Region annotation items:
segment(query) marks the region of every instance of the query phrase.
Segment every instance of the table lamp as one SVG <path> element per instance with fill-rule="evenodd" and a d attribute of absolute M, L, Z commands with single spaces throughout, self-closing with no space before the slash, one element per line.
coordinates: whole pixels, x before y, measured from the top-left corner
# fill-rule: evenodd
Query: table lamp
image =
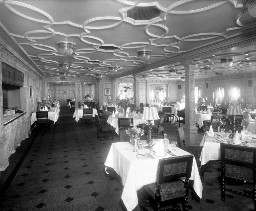
<path fill-rule="evenodd" d="M 241 105 L 234 103 L 230 104 L 228 105 L 228 109 L 227 112 L 227 115 L 233 116 L 233 121 L 232 124 L 233 125 L 233 128 L 232 130 L 233 131 L 233 134 L 235 134 L 235 133 L 237 130 L 236 129 L 236 116 L 238 115 L 244 115 L 244 113 L 241 108 Z"/>
<path fill-rule="evenodd" d="M 148 135 L 147 138 L 147 141 L 148 145 L 145 148 L 151 149 L 153 146 L 152 135 L 151 134 L 152 120 L 159 119 L 160 118 L 157 113 L 156 107 L 144 107 L 143 110 L 143 115 L 141 117 L 142 120 L 146 120 L 146 124 L 148 126 Z"/>

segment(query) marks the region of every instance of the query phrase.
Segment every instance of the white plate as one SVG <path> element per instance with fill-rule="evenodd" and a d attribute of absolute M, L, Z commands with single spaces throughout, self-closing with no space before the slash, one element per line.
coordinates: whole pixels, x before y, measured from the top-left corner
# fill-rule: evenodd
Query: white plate
<path fill-rule="evenodd" d="M 136 157 L 138 159 L 141 159 L 141 160 L 145 160 L 145 159 L 148 159 L 149 158 L 147 154 L 145 154 L 146 156 L 143 156 L 143 155 L 140 155 L 140 154 L 137 154 L 136 155 Z M 147 157 L 146 157 L 147 156 Z"/>
<path fill-rule="evenodd" d="M 155 152 L 153 153 L 153 154 L 156 157 L 164 157 L 164 156 L 166 156 L 166 153 L 165 152 L 164 152 L 164 154 L 162 156 L 159 156 L 159 155 L 157 155 Z"/>
<path fill-rule="evenodd" d="M 241 145 L 241 144 L 242 144 L 242 143 L 240 143 L 240 144 L 235 144 L 235 143 L 233 143 L 233 141 L 230 141 L 230 142 L 232 144 L 235 144 L 236 145 Z"/>

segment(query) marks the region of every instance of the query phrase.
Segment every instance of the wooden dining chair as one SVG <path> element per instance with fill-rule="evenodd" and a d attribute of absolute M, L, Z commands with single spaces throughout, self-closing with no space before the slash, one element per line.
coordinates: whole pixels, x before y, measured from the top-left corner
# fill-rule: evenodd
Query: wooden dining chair
<path fill-rule="evenodd" d="M 177 156 L 160 159 L 156 182 L 144 185 L 140 189 L 140 207 L 144 210 L 144 196 L 149 199 L 154 210 L 173 210 L 170 206 L 177 202 L 182 203 L 183 210 L 188 211 L 188 181 L 193 164 L 192 155 Z M 185 181 L 180 179 L 185 178 Z M 145 197 L 146 198 L 146 197 Z"/>
<path fill-rule="evenodd" d="M 221 143 L 220 160 L 221 200 L 225 200 L 227 191 L 252 198 L 255 210 L 256 148 Z M 252 184 L 251 192 L 244 191 L 245 183 Z"/>
<path fill-rule="evenodd" d="M 83 125 L 86 123 L 92 124 L 92 109 L 83 109 Z"/>
<path fill-rule="evenodd" d="M 50 120 L 48 118 L 48 111 L 38 111 L 36 112 L 37 130 L 48 130 L 50 128 Z"/>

Stated task: Reproduce the listing word for word and omit its pictures.

Solution for this problem:
segment(query) marks the region of every instance of the query phrase.
Segment every instance of the table lamp as one SVG <path> element per instance with fill-rule="evenodd" and a d attribute of absolute M, L, Z commands with single spaces throughout, self-closing with no space before the slash, one element per line.
coordinates: whole pixels, x before y, measured from the top-left corner
# fill-rule: evenodd
Query: table lamp
image =
<path fill-rule="evenodd" d="M 241 105 L 234 103 L 230 104 L 228 105 L 228 109 L 227 112 L 227 115 L 233 116 L 233 121 L 232 124 L 233 125 L 233 128 L 232 130 L 233 131 L 233 134 L 235 134 L 235 133 L 237 130 L 236 129 L 236 116 L 238 115 L 244 115 L 244 113 L 241 108 Z"/>
<path fill-rule="evenodd" d="M 148 135 L 147 138 L 147 141 L 148 145 L 145 148 L 151 149 L 153 146 L 152 135 L 151 134 L 152 120 L 159 119 L 160 118 L 157 113 L 156 107 L 144 107 L 143 110 L 143 115 L 141 117 L 142 120 L 146 120 L 146 124 L 148 126 Z"/>

segment(query) marks the region of every instance of the query phrase.
Segment every instance of the white plate as one SVG <path> element per instance with fill-rule="evenodd" and a d attribute of absolute M, L, Z commands with single spaces throughout, self-closing with no space before the slash, one element per line.
coordinates: whole pixels, x before y, measured from the top-left corner
# fill-rule: evenodd
Query: white plate
<path fill-rule="evenodd" d="M 136 157 L 138 159 L 141 159 L 141 160 L 145 160 L 145 159 L 148 159 L 149 158 L 147 154 L 145 154 L 146 156 L 143 156 L 143 155 L 140 155 L 140 154 L 137 154 L 136 155 Z M 147 157 L 146 157 L 147 156 Z"/>
<path fill-rule="evenodd" d="M 155 152 L 153 153 L 153 154 L 156 157 L 164 157 L 164 156 L 166 156 L 166 153 L 165 152 L 164 152 L 164 154 L 162 156 L 159 156 L 159 155 L 157 155 Z"/>
<path fill-rule="evenodd" d="M 241 145 L 241 144 L 242 144 L 242 143 L 240 143 L 240 144 L 235 144 L 235 143 L 233 143 L 233 141 L 230 141 L 230 142 L 232 144 L 235 144 L 236 145 Z"/>

segment(query) marks the region of every instance of the query phrase.
Segment every instance of the wooden dining chair as one SVG <path> element per instance with fill-rule="evenodd" and a d attribute of absolute M, L, Z commands with single spaces throughout, self-closing with no space before the slash, one element per line.
coordinates: whole pixels, x before y, measured from the top-left corner
# fill-rule: evenodd
Query: wooden dining chair
<path fill-rule="evenodd" d="M 177 156 L 160 159 L 156 182 L 144 185 L 140 189 L 140 207 L 144 210 L 144 196 L 149 199 L 154 210 L 173 210 L 170 206 L 177 202 L 182 203 L 183 210 L 188 211 L 188 181 L 193 164 L 192 155 Z M 185 181 L 180 179 L 185 178 Z M 145 197 L 146 198 L 146 197 Z"/>
<path fill-rule="evenodd" d="M 221 143 L 220 160 L 221 200 L 225 200 L 227 191 L 252 198 L 255 210 L 256 148 Z M 252 184 L 251 192 L 244 191 L 245 183 Z"/>
<path fill-rule="evenodd" d="M 83 125 L 86 123 L 92 124 L 92 109 L 83 109 Z"/>
<path fill-rule="evenodd" d="M 50 120 L 48 118 L 48 111 L 38 111 L 36 112 L 37 130 L 48 130 L 50 128 Z"/>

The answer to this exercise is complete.